(Dataset entries)
:::

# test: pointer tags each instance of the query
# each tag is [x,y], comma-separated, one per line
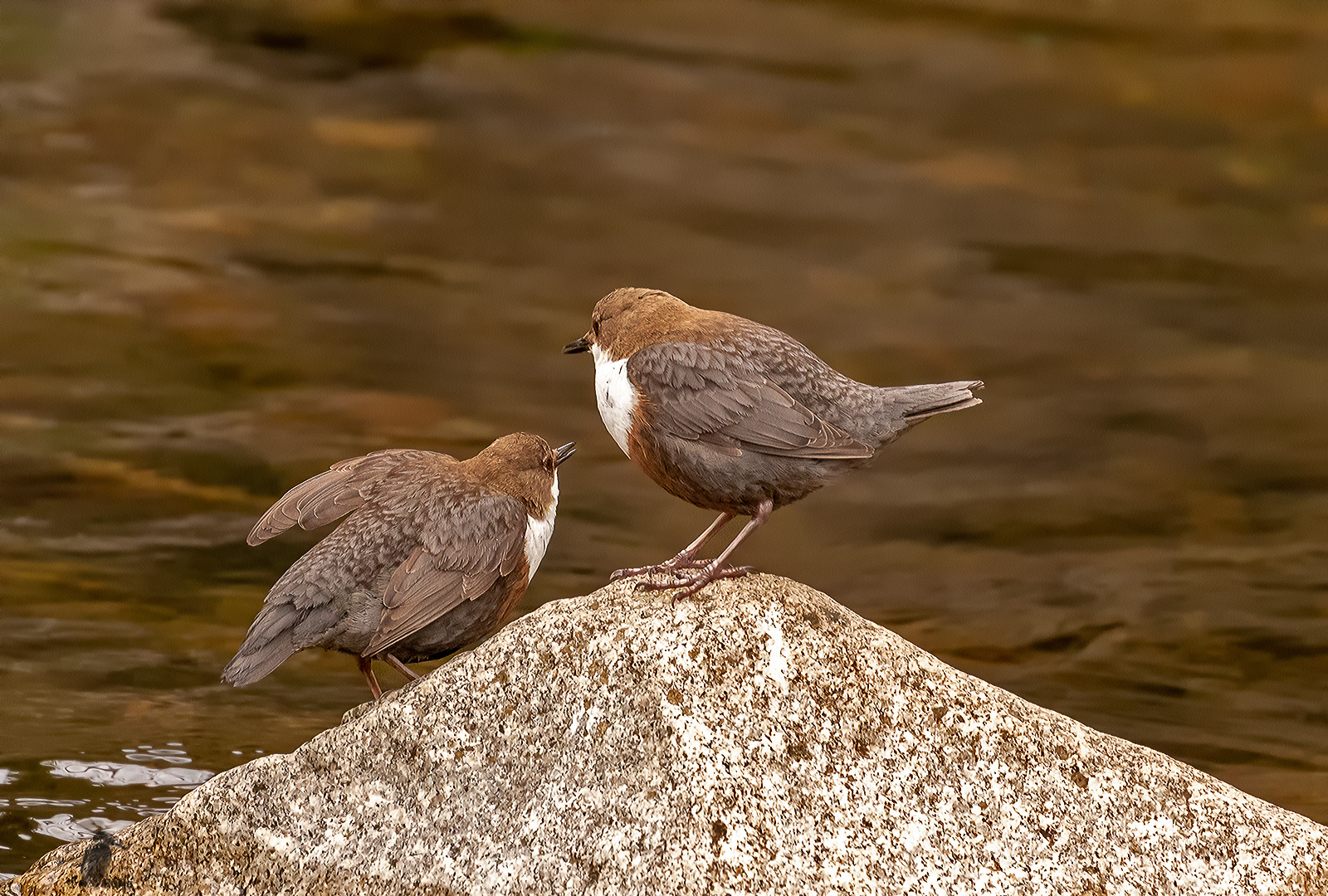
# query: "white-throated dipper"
[435,555]
[734,416]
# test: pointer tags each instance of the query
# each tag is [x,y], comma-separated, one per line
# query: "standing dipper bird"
[734,416]
[433,557]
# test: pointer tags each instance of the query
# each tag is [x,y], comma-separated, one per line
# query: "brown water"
[241,242]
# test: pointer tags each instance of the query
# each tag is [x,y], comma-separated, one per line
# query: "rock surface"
[757,738]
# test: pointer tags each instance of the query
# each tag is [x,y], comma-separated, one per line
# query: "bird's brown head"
[630,319]
[524,466]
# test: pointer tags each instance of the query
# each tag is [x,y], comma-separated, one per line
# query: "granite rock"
[759,738]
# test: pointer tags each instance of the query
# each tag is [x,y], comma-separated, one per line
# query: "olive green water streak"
[242,241]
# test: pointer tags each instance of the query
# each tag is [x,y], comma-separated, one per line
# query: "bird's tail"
[940,398]
[270,640]
[907,405]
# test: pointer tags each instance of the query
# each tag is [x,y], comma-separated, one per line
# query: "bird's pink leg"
[367,670]
[683,559]
[400,667]
[716,568]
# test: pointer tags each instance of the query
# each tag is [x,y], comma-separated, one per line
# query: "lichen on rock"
[759,738]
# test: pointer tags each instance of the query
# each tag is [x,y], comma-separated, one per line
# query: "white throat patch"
[615,396]
[538,531]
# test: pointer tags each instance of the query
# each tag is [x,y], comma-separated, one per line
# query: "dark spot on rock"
[717,831]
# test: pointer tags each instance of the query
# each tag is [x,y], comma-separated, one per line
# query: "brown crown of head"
[524,466]
[630,319]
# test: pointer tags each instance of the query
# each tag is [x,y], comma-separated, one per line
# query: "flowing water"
[239,242]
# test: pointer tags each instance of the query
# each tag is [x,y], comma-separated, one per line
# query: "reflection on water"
[242,241]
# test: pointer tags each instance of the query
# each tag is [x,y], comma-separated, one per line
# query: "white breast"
[615,396]
[538,531]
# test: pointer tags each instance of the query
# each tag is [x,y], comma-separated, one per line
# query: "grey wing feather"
[714,397]
[327,497]
[464,562]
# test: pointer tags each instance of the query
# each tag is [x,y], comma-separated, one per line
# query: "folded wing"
[471,541]
[716,398]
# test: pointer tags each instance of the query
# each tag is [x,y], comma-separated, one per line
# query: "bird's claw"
[688,586]
[667,567]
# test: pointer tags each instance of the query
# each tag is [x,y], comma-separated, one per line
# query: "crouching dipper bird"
[734,416]
[433,557]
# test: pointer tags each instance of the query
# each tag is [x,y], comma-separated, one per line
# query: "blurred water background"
[241,241]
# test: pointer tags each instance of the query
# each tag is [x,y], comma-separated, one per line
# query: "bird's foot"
[688,586]
[681,562]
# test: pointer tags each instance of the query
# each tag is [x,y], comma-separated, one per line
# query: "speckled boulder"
[759,738]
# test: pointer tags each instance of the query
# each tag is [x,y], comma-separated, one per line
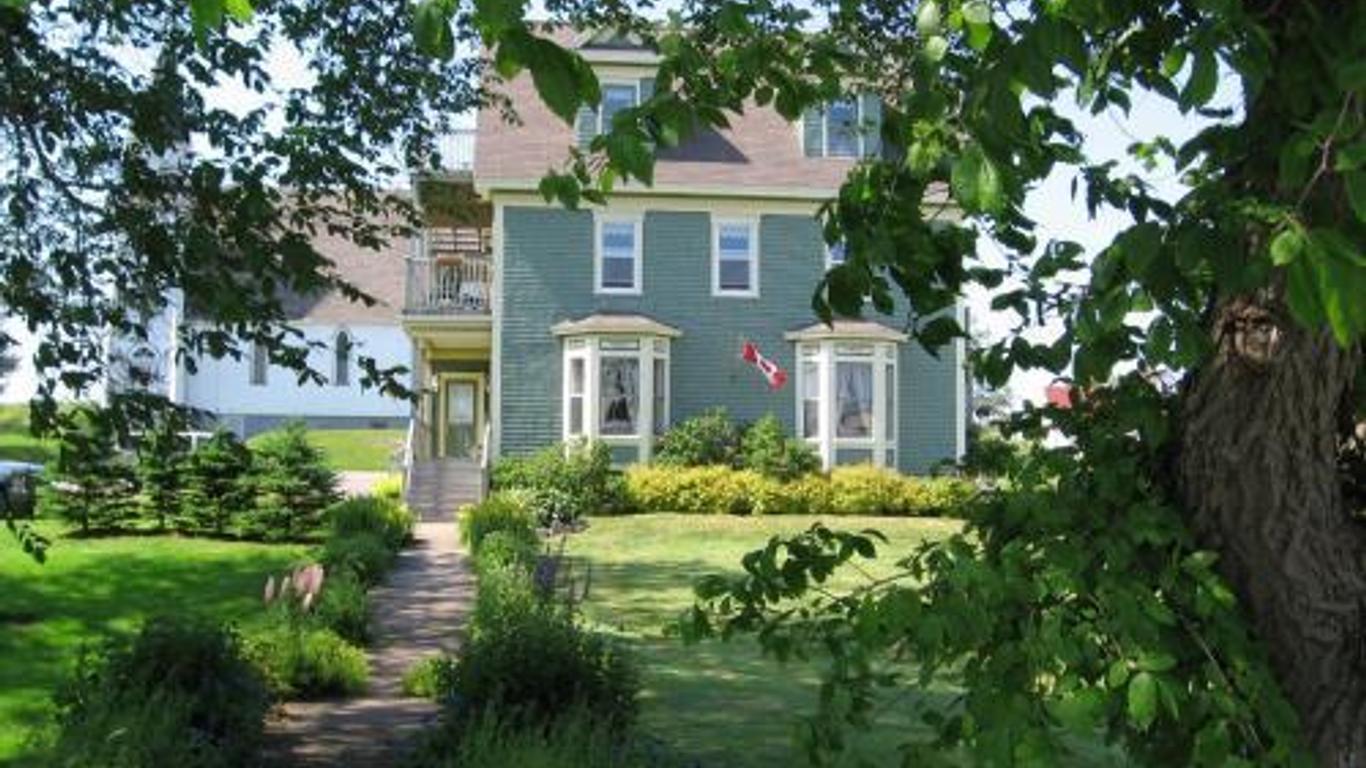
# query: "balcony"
[451,275]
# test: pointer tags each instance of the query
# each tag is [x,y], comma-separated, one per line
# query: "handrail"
[485,459]
[407,457]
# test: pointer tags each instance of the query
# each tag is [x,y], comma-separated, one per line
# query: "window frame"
[258,368]
[342,366]
[603,126]
[751,224]
[858,127]
[593,349]
[825,355]
[637,223]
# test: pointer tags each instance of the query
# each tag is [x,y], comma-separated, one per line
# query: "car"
[18,481]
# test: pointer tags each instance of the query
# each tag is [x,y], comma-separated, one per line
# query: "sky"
[1051,204]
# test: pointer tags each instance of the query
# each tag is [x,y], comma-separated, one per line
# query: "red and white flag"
[771,371]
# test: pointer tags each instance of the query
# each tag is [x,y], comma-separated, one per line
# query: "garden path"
[418,611]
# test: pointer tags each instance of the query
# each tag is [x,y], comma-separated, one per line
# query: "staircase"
[439,487]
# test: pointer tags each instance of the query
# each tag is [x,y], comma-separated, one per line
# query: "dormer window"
[616,97]
[846,127]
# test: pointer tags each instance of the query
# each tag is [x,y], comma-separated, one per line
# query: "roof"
[861,330]
[634,324]
[760,153]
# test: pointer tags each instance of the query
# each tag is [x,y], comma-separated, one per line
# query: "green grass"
[15,442]
[90,588]
[723,703]
[357,450]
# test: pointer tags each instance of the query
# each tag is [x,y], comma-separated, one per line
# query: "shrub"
[500,511]
[426,678]
[182,693]
[711,439]
[365,556]
[344,608]
[529,660]
[388,487]
[90,484]
[299,660]
[293,484]
[388,519]
[577,739]
[563,483]
[767,448]
[702,491]
[161,455]
[217,489]
[514,547]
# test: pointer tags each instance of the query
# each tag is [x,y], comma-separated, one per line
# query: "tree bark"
[1258,476]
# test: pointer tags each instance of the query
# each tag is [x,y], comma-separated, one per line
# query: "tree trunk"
[1258,476]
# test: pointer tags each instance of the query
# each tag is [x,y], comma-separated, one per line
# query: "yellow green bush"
[858,489]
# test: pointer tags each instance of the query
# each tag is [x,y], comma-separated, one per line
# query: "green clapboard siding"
[548,278]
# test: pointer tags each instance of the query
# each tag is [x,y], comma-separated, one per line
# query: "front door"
[461,416]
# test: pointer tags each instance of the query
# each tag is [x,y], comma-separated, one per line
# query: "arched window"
[260,362]
[342,360]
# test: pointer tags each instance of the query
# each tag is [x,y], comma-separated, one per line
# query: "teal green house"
[533,324]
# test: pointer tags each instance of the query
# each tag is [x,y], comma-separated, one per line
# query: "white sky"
[1059,216]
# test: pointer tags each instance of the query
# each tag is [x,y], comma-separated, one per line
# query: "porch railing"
[452,273]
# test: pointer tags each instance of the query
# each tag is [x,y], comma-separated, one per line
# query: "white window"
[618,263]
[342,360]
[835,254]
[847,399]
[260,364]
[616,390]
[616,97]
[574,394]
[843,137]
[735,258]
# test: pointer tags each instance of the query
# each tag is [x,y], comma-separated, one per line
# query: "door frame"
[441,379]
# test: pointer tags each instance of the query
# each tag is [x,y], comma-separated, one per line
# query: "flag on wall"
[771,371]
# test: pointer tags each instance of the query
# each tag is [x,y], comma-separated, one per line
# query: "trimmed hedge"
[861,489]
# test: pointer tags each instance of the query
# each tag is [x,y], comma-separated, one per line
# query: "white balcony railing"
[452,273]
[456,151]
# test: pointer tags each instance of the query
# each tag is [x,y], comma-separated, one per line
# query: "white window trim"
[257,349]
[618,82]
[350,358]
[858,130]
[590,349]
[827,442]
[753,224]
[637,254]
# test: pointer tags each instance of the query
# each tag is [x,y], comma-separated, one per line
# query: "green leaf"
[1142,700]
[976,183]
[1202,82]
[1287,246]
[239,10]
[1355,182]
[928,18]
[977,12]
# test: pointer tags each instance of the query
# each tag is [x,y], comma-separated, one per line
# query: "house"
[533,324]
[250,395]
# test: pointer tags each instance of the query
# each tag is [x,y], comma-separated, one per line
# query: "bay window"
[616,380]
[847,391]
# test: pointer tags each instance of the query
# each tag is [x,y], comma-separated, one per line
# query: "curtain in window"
[342,365]
[620,395]
[854,387]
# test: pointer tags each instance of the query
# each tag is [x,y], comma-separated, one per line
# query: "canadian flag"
[771,371]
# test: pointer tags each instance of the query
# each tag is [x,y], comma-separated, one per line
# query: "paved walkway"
[418,612]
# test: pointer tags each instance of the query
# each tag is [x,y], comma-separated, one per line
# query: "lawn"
[721,703]
[15,442]
[357,450]
[90,588]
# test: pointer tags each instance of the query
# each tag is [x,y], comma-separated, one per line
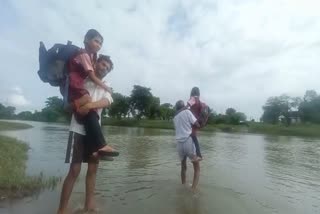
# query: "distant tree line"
[141,104]
[286,109]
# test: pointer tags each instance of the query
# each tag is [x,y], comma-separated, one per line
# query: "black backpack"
[53,62]
[53,66]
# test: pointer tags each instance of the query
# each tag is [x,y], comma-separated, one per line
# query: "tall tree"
[140,100]
[120,106]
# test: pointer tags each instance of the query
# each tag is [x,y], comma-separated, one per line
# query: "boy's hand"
[83,110]
[107,88]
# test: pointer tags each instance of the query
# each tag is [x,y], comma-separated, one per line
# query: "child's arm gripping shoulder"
[97,81]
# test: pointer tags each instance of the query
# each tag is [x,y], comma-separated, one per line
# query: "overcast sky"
[239,52]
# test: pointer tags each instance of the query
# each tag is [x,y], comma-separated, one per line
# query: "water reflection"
[241,173]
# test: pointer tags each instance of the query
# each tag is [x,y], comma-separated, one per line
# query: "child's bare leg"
[196,175]
[85,99]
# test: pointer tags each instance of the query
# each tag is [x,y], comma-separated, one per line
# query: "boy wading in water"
[81,67]
[78,138]
[183,122]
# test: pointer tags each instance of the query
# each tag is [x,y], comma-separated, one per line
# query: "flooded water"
[240,173]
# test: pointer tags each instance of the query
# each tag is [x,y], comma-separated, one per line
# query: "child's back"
[183,122]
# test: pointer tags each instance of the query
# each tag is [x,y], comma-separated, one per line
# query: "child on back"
[195,106]
[80,67]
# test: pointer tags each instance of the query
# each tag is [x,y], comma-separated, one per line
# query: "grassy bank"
[14,182]
[306,130]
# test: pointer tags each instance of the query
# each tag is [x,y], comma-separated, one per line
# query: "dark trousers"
[94,137]
[196,144]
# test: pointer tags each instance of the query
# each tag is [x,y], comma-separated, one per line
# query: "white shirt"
[96,93]
[183,122]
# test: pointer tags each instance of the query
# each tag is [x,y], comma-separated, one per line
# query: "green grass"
[4,126]
[14,183]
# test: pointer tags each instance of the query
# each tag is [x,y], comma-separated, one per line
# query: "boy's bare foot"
[107,148]
[196,159]
[106,158]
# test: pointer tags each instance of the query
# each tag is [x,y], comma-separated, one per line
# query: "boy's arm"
[196,124]
[97,81]
[102,103]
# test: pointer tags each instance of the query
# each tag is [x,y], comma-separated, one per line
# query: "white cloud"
[238,52]
[18,100]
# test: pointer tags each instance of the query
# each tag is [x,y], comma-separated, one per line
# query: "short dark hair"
[195,91]
[91,34]
[107,59]
[179,105]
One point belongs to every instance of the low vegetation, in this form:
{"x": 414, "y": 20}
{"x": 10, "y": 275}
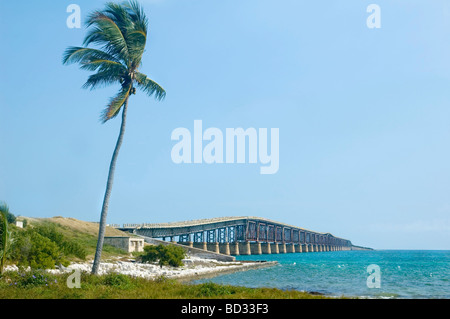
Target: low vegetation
{"x": 46, "y": 243}
{"x": 41, "y": 285}
{"x": 165, "y": 255}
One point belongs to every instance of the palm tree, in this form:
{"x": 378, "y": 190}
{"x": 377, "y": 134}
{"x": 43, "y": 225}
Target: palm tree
{"x": 120, "y": 33}
{"x": 5, "y": 234}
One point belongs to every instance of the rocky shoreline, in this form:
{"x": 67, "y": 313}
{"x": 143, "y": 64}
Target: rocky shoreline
{"x": 193, "y": 268}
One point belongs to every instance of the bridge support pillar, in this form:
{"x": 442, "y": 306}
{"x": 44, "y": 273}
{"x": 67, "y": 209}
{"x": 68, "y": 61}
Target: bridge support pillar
{"x": 290, "y": 248}
{"x": 214, "y": 247}
{"x": 255, "y": 248}
{"x": 224, "y": 248}
{"x": 274, "y": 248}
{"x": 201, "y": 245}
{"x": 265, "y": 248}
{"x": 234, "y": 249}
{"x": 244, "y": 248}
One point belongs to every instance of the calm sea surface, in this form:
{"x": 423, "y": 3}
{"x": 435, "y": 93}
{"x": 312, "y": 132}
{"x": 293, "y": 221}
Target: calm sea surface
{"x": 403, "y": 273}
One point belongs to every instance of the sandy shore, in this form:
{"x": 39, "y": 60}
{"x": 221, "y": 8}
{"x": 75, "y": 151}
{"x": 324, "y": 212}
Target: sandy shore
{"x": 194, "y": 268}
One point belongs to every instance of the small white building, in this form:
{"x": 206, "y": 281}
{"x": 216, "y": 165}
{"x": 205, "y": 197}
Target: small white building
{"x": 129, "y": 244}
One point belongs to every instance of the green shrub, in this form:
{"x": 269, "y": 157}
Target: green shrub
{"x": 30, "y": 279}
{"x": 117, "y": 281}
{"x": 69, "y": 248}
{"x": 36, "y": 251}
{"x": 170, "y": 255}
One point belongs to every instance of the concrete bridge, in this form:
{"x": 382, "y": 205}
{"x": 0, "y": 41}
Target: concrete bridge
{"x": 243, "y": 236}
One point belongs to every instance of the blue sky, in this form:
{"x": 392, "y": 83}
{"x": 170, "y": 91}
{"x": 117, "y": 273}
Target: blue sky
{"x": 363, "y": 116}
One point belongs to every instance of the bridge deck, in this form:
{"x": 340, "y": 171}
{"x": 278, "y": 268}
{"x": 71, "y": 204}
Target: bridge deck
{"x": 233, "y": 229}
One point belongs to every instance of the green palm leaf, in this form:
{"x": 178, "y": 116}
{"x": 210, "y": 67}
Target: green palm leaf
{"x": 115, "y": 104}
{"x": 119, "y": 33}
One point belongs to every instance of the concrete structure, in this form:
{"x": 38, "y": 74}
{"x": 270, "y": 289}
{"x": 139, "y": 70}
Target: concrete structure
{"x": 129, "y": 244}
{"x": 243, "y": 236}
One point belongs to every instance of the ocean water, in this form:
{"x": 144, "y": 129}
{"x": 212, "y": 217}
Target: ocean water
{"x": 412, "y": 274}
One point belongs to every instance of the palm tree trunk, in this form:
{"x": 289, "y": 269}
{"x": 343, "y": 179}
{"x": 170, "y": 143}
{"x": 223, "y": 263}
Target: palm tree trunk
{"x": 112, "y": 167}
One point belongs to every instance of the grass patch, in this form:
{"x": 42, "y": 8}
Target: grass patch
{"x": 14, "y": 285}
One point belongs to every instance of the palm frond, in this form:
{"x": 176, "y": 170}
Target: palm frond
{"x": 105, "y": 33}
{"x": 149, "y": 86}
{"x": 85, "y": 55}
{"x": 116, "y": 104}
{"x": 102, "y": 78}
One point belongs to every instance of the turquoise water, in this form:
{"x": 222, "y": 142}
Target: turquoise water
{"x": 403, "y": 273}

:::

→ ASSIGNMENT: Give again, word for word, every line from the one holding "One point belongs to every instance of the turquoise" to the end of the data.

→ YOUR RESPONSE:
One point belongs to every instance of the turquoise water, in this form:
{"x": 222, "y": 142}
Target: turquoise water
{"x": 403, "y": 273}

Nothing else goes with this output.